= What the exercise asks =
The records below hold pictures; please leave those out and retype the rest exactly.

= Provided records =
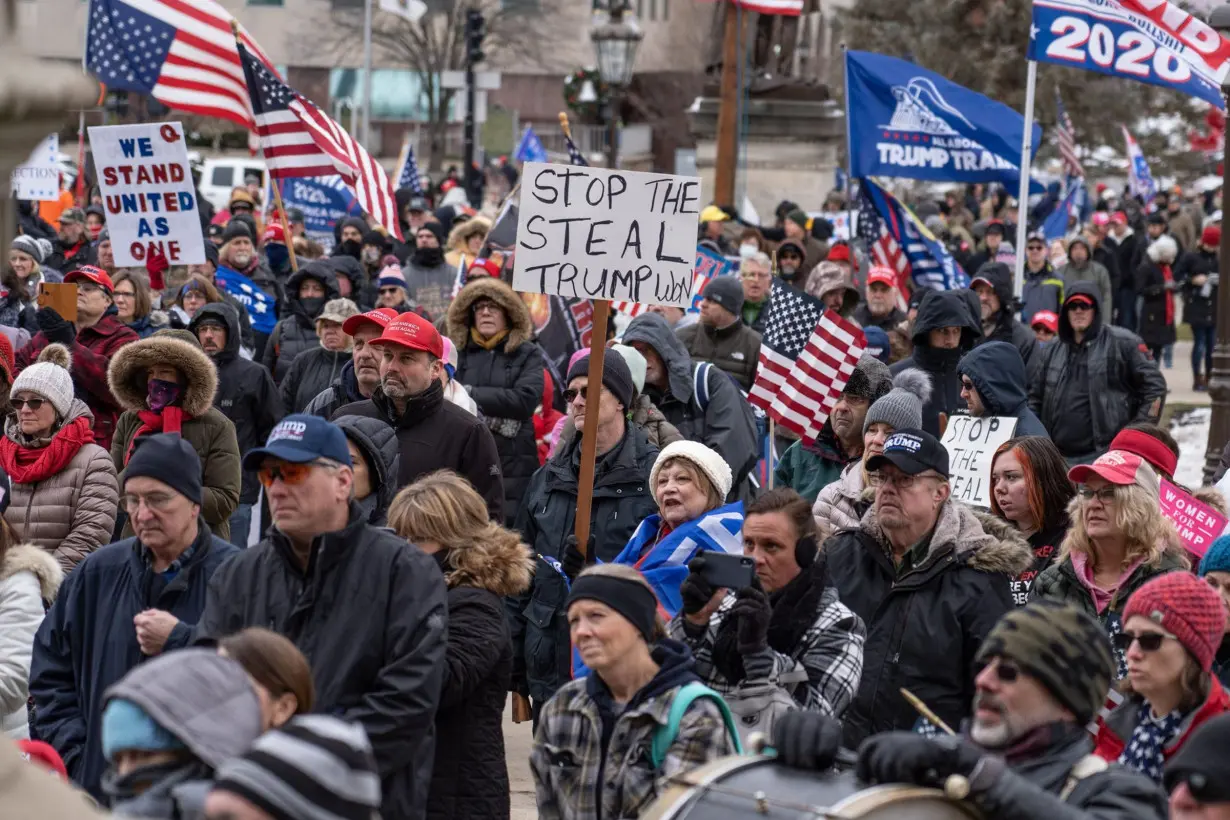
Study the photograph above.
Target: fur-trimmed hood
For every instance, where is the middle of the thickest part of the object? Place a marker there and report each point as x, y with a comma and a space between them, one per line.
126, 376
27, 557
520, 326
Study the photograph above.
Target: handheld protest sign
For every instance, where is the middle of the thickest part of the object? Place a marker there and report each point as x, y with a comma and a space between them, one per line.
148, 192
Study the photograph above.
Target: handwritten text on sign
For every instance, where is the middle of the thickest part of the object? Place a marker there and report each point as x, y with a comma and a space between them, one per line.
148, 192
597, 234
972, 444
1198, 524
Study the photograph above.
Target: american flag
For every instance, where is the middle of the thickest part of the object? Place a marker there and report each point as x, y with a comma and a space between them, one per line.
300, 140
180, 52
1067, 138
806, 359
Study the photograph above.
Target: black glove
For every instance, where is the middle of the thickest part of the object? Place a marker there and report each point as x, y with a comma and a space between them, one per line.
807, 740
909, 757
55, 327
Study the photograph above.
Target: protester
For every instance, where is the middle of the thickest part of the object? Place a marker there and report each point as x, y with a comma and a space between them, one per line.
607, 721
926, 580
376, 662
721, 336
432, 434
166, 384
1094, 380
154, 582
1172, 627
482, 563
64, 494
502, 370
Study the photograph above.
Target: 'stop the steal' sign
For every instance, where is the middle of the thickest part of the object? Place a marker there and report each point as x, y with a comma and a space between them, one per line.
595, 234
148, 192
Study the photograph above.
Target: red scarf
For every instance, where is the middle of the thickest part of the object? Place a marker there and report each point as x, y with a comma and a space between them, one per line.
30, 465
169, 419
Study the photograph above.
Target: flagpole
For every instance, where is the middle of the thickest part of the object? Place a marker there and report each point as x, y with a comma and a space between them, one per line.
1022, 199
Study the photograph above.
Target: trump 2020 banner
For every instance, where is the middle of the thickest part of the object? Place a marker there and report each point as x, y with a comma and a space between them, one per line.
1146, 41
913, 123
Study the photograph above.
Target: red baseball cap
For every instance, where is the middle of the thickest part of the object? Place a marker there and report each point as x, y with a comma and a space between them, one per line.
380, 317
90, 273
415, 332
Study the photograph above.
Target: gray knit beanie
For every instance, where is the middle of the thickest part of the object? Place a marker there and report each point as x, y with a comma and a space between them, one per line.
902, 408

= Solution =
Study the photograph above.
Target: fur-trimmed hood
For every instance, where is the middle of the thickest part of the object? Place a marker there and report each point as x, y with a comma and a space between them, one per line.
126, 376
27, 557
520, 326
Study the photograph above.
Target: handheld protest sign
For every instance, where is the middle of the thickest part of the object? Place a marker there and report each point as x, y with a comma and a space between them, one per line.
148, 192
Study the photograph above.
Target: handwritten text on sign
For every instance, where is the middle of the thickest part of the object? Place a marker there and report each point as x, y with a comma and a space between them, one per line.
148, 192
597, 234
972, 444
1198, 524
Study the photograph above.
Target: american flag
For every instance, where is the middle of the thickest part of the object? Place a marker there and report each point as x, y with a comma and a space between them, one per line.
300, 140
180, 52
1067, 138
806, 359
Study the photograph above.
Target: black glove
For every instance, where is the middle of the thickest part of the object? Place a marker there and report each point as x, y with a comma and a space between them, one per line.
807, 740
909, 757
55, 327
Study the photograph above.
Target: protester
For every instance, where is the middle of the thickest part of the object? Place a marker there and report each point as x, y with a comma and a space between them, one per line.
607, 721
926, 580
376, 662
721, 336
432, 434
166, 384
1094, 380
154, 582
1172, 627
482, 563
64, 494
502, 370
Study the photograph above.
Target: 'stop the steal' sign
For every instance, where is the middle of the thickest part of the object? Place a marker there and report each point as x, y with a comma and a space between them, one per line.
595, 234
148, 192
Study the photograph above.
Target: red scarf
For every instance, where is the middle of the thickest part of the object? Place a marker there and report each point as x, y with a comma and a space between them, one per line.
30, 465
169, 419
Study the photograph above.
Target: flagpole
For every instance, where is the middle of the thickest part of the object? Place a marker there and report each point as x, y with a comma and a space between them, one per line.
1022, 199
Study the photograph above.
Target: trump 2020 banner
For every instance, where is the middle of the thickest part of the object? Place a marker there and report each point as x, y with a comma and a space between them, one per line.
1146, 41
913, 123
Study the photograph above.
Target: red baseball cap
For every instance, where is the middle of the thickest part of the object? Place a marker there and report each point as x, y with a comma and a space between them, one per line.
380, 317
90, 273
415, 332
Study the photograph above.
Target: gray knit beanie
For every instance, where is the middle of the thickest part of the object? Place a marker there and report each point as x, y with a comma and a space between them, one per line.
902, 408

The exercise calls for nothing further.